*Work instructions*. Copy out every record precisely.

Excerpts of annotation records:
- - -
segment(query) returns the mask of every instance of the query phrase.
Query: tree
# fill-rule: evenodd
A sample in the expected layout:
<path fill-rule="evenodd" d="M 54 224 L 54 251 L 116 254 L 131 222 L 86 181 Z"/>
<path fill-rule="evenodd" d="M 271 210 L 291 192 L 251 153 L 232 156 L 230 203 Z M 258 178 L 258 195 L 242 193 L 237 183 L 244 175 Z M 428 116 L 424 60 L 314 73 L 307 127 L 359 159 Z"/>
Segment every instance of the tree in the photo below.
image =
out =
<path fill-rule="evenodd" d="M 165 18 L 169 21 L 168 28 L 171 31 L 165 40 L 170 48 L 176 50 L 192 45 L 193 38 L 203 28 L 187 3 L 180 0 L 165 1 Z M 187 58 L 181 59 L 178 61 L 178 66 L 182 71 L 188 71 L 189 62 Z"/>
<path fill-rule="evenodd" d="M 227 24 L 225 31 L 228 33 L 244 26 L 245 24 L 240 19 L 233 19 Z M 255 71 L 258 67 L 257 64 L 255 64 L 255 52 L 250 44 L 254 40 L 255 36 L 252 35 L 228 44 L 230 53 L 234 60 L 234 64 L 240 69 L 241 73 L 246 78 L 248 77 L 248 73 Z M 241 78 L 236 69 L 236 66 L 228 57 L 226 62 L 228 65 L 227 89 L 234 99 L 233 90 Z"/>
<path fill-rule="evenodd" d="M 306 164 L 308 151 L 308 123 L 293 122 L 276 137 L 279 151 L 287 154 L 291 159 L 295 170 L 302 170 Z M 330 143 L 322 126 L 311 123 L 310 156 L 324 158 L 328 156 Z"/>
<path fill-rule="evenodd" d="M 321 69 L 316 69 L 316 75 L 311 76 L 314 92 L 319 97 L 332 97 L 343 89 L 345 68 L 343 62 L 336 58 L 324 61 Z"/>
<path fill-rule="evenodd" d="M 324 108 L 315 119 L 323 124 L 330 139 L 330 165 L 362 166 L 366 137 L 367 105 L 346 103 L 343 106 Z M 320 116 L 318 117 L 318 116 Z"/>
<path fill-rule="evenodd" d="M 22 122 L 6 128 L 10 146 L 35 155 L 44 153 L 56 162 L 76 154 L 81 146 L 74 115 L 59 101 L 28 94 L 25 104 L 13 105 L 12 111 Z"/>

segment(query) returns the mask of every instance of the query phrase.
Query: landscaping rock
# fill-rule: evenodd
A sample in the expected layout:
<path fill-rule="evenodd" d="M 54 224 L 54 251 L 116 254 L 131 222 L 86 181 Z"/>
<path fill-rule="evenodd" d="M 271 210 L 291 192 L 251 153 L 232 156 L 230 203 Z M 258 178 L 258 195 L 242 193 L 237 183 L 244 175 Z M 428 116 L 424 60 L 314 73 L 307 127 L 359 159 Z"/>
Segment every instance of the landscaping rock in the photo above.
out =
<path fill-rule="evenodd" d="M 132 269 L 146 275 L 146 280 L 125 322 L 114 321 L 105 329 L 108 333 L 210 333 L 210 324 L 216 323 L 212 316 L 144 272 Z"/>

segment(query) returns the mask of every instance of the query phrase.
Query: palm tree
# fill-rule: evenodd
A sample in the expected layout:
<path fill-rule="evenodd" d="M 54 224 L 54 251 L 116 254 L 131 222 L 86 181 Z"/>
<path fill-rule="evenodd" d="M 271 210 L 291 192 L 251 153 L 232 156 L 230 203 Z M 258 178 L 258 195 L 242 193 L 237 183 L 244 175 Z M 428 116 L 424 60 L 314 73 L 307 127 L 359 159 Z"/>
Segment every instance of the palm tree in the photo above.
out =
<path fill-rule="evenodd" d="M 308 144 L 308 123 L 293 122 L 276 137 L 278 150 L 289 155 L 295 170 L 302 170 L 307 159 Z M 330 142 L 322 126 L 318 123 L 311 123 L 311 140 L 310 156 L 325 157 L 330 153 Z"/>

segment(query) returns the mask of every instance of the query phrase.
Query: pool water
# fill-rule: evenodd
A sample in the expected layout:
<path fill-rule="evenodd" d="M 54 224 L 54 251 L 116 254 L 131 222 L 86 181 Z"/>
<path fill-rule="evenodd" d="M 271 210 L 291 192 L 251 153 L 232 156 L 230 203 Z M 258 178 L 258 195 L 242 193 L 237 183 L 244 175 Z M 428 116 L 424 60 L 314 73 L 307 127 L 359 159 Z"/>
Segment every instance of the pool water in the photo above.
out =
- - -
*Result*.
segment(query) returns the mask of every instance of the query phrase.
Query: tree
# fill-rule: evenodd
A sample in the expected layout:
<path fill-rule="evenodd" d="M 54 224 L 54 251 L 116 254 L 131 222 L 86 181 Z"/>
<path fill-rule="evenodd" d="M 271 210 L 291 192 L 251 153 L 232 156 L 230 203 Z M 258 178 L 258 195 L 242 193 L 237 183 L 244 175 Z M 428 116 L 424 60 L 314 73 L 307 127 L 359 159 Z"/>
Segment every instance of the tree in the photo below.
image =
out =
<path fill-rule="evenodd" d="M 165 18 L 169 21 L 168 28 L 171 31 L 165 40 L 170 48 L 176 50 L 192 45 L 193 38 L 203 28 L 187 3 L 180 0 L 165 1 Z M 187 58 L 181 59 L 178 61 L 178 66 L 182 71 L 188 71 L 189 62 Z"/>
<path fill-rule="evenodd" d="M 227 24 L 225 31 L 228 33 L 244 26 L 245 24 L 240 19 L 233 19 Z M 255 71 L 258 67 L 257 64 L 255 64 L 255 52 L 250 44 L 254 40 L 255 36 L 252 35 L 228 44 L 230 53 L 234 60 L 234 64 L 240 69 L 241 73 L 246 78 L 248 77 L 248 73 Z M 241 78 L 236 69 L 236 66 L 228 57 L 226 62 L 228 65 L 227 89 L 234 99 L 233 90 Z"/>
<path fill-rule="evenodd" d="M 306 164 L 308 151 L 308 123 L 293 122 L 276 137 L 279 151 L 287 154 L 291 159 L 295 170 L 302 170 Z M 330 143 L 322 126 L 311 123 L 310 156 L 324 158 L 328 156 Z"/>
<path fill-rule="evenodd" d="M 321 69 L 316 69 L 316 75 L 311 76 L 314 92 L 319 97 L 332 97 L 343 89 L 345 68 L 343 62 L 336 58 L 324 61 Z"/>
<path fill-rule="evenodd" d="M 324 108 L 315 119 L 323 124 L 330 139 L 330 165 L 362 166 L 366 137 L 367 105 L 346 103 L 343 106 Z M 320 116 L 318 117 L 318 116 Z"/>
<path fill-rule="evenodd" d="M 22 122 L 6 128 L 10 146 L 35 155 L 44 153 L 56 162 L 76 154 L 81 146 L 74 115 L 59 101 L 28 94 L 25 104 L 13 105 L 12 111 Z"/>

segment(query) returns the mask of every instance of the query phrase.
Query: landscaping rock
# fill-rule: evenodd
A sample in the expected layout:
<path fill-rule="evenodd" d="M 54 224 L 54 251 L 116 254 L 131 222 L 86 181 Z"/>
<path fill-rule="evenodd" d="M 271 210 L 291 192 L 251 153 L 232 156 L 230 203 Z M 258 178 L 258 195 L 242 193 L 237 183 L 244 175 Z M 428 116 L 424 60 L 314 73 L 307 127 L 359 159 Z"/>
Segment every instance of the landscaping rock in the photo above.
out =
<path fill-rule="evenodd" d="M 132 269 L 146 275 L 146 280 L 125 322 L 114 321 L 105 329 L 108 333 L 210 333 L 210 324 L 216 323 L 212 316 L 144 272 Z"/>

segment(query) returns the mask of every instance of the query phrase.
Query: palm tree
# fill-rule: evenodd
A sample in the expected layout:
<path fill-rule="evenodd" d="M 54 224 L 54 251 L 116 254 L 131 222 L 86 181 Z"/>
<path fill-rule="evenodd" d="M 271 210 L 291 192 L 251 153 L 232 156 L 230 203 Z M 258 178 L 258 195 L 242 193 L 237 183 L 244 175 Z M 428 116 L 424 60 L 314 73 L 307 127 L 359 159 Z"/>
Segment every instance of the palm tree in the photo above.
out =
<path fill-rule="evenodd" d="M 308 144 L 308 123 L 293 122 L 276 137 L 278 150 L 289 155 L 295 170 L 302 170 L 307 159 Z M 330 142 L 322 126 L 318 123 L 311 123 L 311 140 L 310 156 L 325 157 L 330 153 Z"/>

segment(query) returns the mask of every instance of the query phrase.
Query: pool water
# fill-rule: evenodd
A sample in the expected layout:
<path fill-rule="evenodd" d="M 54 224 L 54 251 L 116 254 L 131 222 L 86 181 Z"/>
<path fill-rule="evenodd" d="M 271 210 L 291 192 L 251 153 L 232 156 L 230 203 Z M 258 178 L 258 195 L 242 193 L 237 183 L 244 175 Z M 428 116 L 424 60 L 314 73 L 307 127 L 359 159 Z"/>
Segment every instance of the pool water in the photo above.
out =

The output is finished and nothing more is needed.